---------- Document excerpt ----------
Figure 3. Variance and principal component analysis of the Fluidigm experiments. (A,B) The weighted average amount of variance captured by Lifestyle, Ethnicity, and Gender in each of the two Fluidigm experiments (the Gender effect is not significant by permutation). (C,D) Each plot shows the PC1 (A) or PC2 (B) score for each individual in Fluidigm experiment I, clustered by lifestyle and ethnicity for the four localities: rural Melanesian (RUR_MEL), rural Indians (RUR_IND), urban Melanesians (URB_MEL), and urban Indians (URB_IND). (C) PC1 appears to be divergent in Rural Indians (rural Indians lower, p < 10−9). (D) PC2 also appears to be divergent in urban Melanesians, but in experiment 2 it is only the rural Indians who have low scores, and the median urban Melanesian score here is elevated.
---------- Source material ----------
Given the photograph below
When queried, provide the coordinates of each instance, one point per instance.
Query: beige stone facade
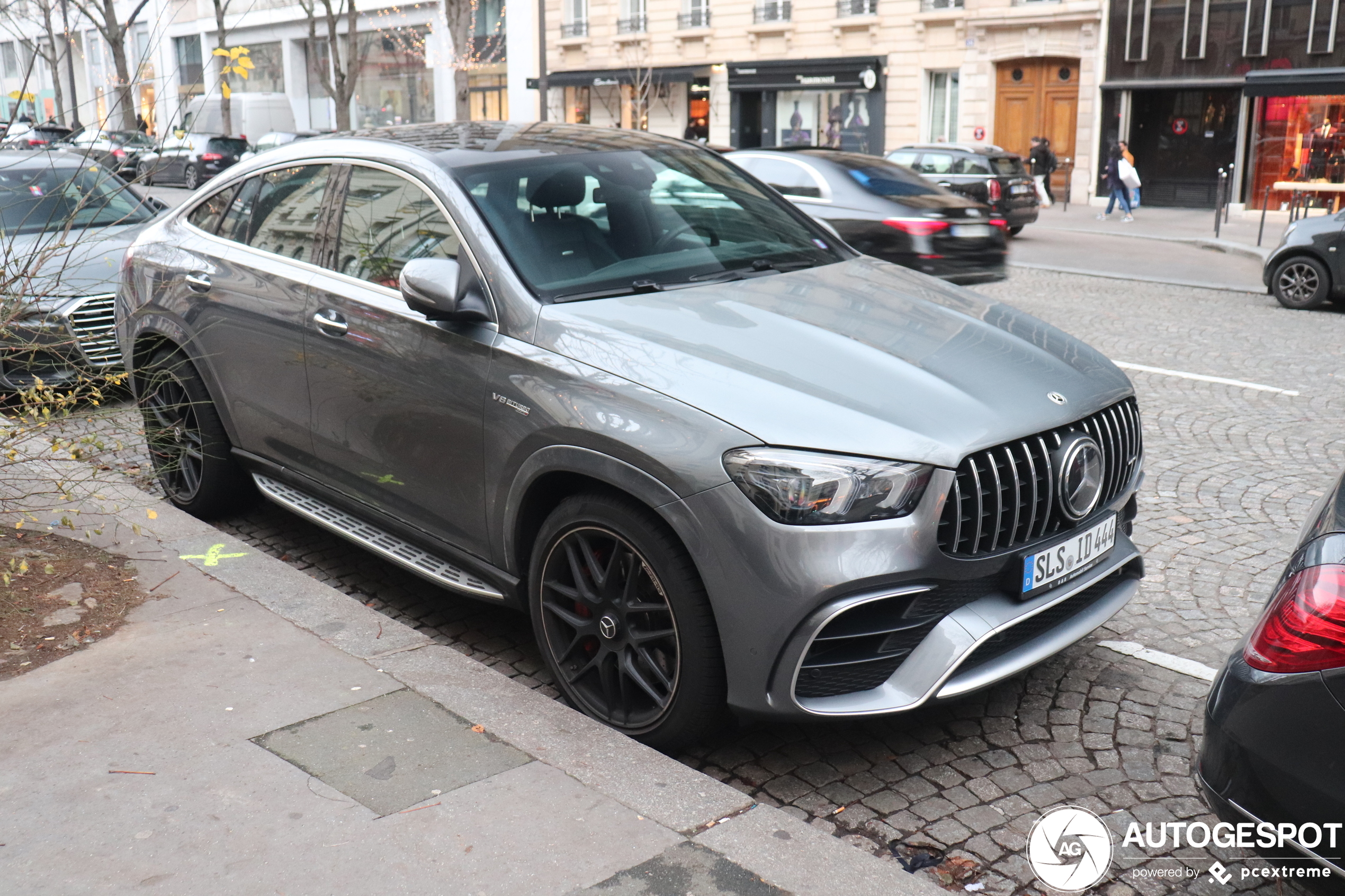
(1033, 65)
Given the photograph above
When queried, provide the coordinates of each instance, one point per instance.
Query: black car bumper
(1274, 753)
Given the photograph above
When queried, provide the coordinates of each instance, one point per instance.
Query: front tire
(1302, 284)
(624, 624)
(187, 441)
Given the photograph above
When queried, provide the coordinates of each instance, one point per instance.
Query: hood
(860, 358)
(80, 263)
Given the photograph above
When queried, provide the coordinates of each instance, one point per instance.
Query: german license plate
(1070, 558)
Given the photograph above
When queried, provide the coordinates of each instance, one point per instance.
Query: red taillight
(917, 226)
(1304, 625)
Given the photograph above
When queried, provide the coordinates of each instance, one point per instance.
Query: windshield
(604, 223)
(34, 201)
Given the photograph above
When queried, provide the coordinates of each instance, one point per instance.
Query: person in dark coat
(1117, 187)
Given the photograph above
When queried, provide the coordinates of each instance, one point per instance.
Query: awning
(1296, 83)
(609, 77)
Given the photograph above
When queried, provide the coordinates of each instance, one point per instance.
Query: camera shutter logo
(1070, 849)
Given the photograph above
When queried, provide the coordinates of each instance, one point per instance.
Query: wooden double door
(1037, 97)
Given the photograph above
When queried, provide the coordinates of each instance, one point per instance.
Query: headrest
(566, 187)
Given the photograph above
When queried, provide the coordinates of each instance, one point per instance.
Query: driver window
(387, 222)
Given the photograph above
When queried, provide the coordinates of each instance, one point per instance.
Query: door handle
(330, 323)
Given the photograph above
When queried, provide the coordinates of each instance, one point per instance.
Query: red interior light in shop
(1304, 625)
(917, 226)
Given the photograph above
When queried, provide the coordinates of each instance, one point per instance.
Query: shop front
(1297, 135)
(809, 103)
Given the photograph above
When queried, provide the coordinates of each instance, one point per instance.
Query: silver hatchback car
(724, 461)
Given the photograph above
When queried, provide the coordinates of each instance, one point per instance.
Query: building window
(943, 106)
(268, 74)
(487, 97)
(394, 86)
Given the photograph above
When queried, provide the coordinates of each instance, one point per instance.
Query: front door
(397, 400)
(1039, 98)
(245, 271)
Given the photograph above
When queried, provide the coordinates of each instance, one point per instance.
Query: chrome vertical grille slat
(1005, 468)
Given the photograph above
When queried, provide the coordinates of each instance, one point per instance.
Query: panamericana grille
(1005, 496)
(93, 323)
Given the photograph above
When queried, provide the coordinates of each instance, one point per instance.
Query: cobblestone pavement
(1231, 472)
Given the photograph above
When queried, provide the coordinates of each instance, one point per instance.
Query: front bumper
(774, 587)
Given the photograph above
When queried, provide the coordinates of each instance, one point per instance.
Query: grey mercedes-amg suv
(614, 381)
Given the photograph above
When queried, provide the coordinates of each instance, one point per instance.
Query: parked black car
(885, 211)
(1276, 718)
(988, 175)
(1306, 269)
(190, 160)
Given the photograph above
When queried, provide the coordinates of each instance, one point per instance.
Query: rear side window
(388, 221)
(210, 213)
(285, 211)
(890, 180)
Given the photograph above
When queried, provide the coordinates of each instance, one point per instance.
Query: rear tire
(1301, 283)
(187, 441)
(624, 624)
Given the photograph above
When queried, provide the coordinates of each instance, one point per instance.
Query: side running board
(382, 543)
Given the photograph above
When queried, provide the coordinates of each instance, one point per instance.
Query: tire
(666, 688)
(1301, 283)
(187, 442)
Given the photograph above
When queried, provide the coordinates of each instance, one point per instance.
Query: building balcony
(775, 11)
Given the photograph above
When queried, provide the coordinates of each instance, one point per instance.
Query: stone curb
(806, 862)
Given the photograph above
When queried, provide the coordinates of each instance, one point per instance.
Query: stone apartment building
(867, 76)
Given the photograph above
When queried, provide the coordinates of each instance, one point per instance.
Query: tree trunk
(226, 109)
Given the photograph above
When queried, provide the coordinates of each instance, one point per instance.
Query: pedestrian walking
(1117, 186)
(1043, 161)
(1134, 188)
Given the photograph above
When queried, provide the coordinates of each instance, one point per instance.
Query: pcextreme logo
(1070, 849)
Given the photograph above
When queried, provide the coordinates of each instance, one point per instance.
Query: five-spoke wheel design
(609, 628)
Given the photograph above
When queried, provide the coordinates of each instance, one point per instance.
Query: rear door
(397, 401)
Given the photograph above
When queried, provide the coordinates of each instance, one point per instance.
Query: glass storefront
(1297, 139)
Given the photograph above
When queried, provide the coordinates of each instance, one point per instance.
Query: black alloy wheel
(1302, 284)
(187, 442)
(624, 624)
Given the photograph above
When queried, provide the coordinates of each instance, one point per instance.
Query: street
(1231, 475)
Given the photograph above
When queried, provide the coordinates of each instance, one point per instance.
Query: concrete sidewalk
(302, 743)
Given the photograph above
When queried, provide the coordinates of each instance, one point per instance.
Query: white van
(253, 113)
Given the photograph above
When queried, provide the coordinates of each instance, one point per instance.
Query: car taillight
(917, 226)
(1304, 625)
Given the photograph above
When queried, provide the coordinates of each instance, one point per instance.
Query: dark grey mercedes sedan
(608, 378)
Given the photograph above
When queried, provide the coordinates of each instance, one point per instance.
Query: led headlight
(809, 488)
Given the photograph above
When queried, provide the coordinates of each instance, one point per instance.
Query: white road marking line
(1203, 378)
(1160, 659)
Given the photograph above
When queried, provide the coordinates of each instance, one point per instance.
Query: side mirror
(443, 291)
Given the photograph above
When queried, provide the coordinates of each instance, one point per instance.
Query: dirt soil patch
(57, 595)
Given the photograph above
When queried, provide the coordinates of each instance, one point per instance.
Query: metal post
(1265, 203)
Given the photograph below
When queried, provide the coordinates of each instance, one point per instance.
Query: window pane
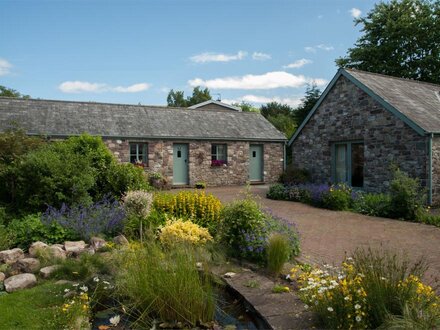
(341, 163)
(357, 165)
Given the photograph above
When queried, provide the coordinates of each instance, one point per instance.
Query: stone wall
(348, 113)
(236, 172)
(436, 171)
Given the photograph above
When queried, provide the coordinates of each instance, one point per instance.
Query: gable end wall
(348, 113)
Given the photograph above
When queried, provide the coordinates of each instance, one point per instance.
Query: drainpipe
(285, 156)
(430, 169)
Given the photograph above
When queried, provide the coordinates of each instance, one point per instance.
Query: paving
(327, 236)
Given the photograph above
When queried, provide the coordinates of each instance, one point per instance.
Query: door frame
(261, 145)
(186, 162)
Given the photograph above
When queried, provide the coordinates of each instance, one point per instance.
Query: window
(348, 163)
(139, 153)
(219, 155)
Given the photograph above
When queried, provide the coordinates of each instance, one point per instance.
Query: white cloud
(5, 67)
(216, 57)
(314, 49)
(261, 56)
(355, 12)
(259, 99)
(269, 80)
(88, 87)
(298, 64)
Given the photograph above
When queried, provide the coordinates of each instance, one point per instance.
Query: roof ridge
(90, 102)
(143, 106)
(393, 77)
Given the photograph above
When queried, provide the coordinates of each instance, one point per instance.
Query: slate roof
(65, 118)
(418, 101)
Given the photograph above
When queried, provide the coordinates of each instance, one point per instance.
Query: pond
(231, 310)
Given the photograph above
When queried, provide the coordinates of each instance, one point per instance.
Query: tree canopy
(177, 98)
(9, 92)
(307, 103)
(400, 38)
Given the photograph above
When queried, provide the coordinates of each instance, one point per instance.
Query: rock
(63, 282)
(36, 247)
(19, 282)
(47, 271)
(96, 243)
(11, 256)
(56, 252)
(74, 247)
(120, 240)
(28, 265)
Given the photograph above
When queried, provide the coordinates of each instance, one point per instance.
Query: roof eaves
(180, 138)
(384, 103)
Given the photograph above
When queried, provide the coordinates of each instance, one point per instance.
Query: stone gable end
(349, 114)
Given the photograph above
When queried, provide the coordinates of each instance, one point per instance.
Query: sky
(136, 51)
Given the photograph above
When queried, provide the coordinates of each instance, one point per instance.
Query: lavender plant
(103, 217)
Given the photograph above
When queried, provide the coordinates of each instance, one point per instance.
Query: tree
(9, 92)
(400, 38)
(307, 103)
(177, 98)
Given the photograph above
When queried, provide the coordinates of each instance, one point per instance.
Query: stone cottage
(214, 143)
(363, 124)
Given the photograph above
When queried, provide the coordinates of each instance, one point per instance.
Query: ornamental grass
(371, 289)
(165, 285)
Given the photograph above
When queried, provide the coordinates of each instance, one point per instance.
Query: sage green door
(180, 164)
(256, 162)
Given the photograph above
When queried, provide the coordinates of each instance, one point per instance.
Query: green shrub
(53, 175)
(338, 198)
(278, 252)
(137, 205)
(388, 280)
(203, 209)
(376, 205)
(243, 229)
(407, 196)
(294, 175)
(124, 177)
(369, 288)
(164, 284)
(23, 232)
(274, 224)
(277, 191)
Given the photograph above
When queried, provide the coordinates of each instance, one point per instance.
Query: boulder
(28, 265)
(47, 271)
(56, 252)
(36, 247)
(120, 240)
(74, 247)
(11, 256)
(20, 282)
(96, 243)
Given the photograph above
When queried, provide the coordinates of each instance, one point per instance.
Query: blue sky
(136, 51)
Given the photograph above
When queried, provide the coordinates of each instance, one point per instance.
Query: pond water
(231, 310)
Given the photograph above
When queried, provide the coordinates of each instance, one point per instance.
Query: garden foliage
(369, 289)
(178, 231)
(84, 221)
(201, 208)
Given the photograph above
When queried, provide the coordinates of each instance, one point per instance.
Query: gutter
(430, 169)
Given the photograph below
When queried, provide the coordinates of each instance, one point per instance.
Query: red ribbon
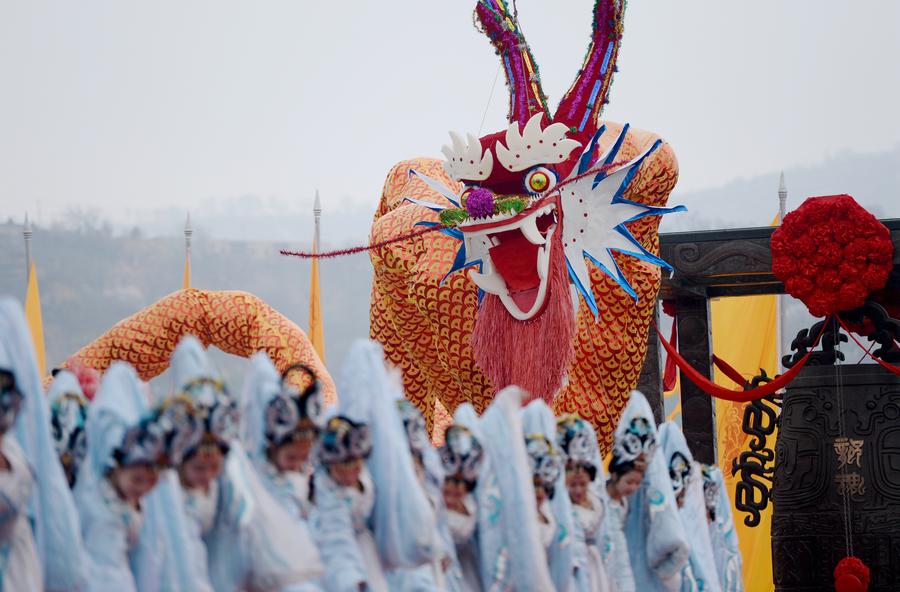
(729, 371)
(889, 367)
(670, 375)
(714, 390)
----------
■ Problems and tasks
A) From the Fluidigm figure caption, return the passage that begins at the words "Figure 3. Variance" and stops after "here is elevated.".
B) Please translate this sentence from the Fluidigm figure caption into Spanish: "(C) PC1 appears to be divergent in Rural Indians (rural Indians lower, p < 10−9)."
C) Extend the Fluidigm figure caption from the point where it stops.

■ Answers to each task
A)
Figure 3. Variance and principal component analysis of the Fluidigm experiments. (A,B) The weighted average amount of variance captured by Lifestyle, Ethnicity, and Gender in each of the two Fluidigm experiments (the Gender effect is not significant by permutation). (C,D) Each plot shows the PC1 (A) or PC2 (B) score for each individual in Fluidigm experiment I, clustered by lifestyle and ethnicity for the four localities: rural Melanesian (RUR_MEL), rural Indians (RUR_IND), urban Melanesians (URB_MEL), and urban Indians (URB_IND). (C) PC1 appears to be divergent in Rural Indians (rural Indians lower, p < 10−9). (D) PC2 also appears to be divergent in urban Melanesians, but in experiment 2 it is only the rural Indians who have low scores, and the median urban Melanesian score here is elevated.

B) (C) PC1 parece ser divergente en los indios rurales (indios rurales más bajos, p < 10−9).

C)
One way ANOVA was performed to identify individual transcripts that differentiate the four combinations of lifestyle and ethnicity. The volcano plots in Figure 4 confirm that the rural Indians diverge significantly from the other three population groups. Each plot shows the fold difference in expression on the x-axis with significance on the y-axis represented as the negative logarithm of the p-value. Since only one gene is expected at NLP > 2 in each pair-wise comparison, we adopt this threshold as an approximate false discovery rate cut-off. Genes more highly expressed in rural Indians than rural Melanesians are colored red in Figure 4A, and those down-regulated in this comparison are in green. This contrast carries through in the comparisons of rural Indians with urban Melanesians (Figure 4B) and urban Indians (Figure 4C). Most of the down-regulated genes in the rural Indians (that is, high Ct counts and hence lower expression) are annotated to anti-viral response (SERPING1, DDX24, OAS3, MX1, OASL, IRF1) or inflammation/neutrophil signaling (IKBKB, IRAK1, AKT1, ZDHHC18, NUP214), implying a generally lower immune response. The comparisons involving rural Fijians and the urban population groups (Figures 4D–F) do not reveal any significant differences.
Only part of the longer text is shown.